EXERCISE BRIEF
Reproduce every record below exactly as it appears.

═══ RECORDS SHOWN ═══

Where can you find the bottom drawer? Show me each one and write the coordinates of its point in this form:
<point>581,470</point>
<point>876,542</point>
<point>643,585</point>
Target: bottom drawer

═══

ANSWER AREA
Where can you find the bottom drawer? Show me each one and write the coordinates of its point in this form:
<point>581,470</point>
<point>876,542</point>
<point>643,585</point>
Target: bottom drawer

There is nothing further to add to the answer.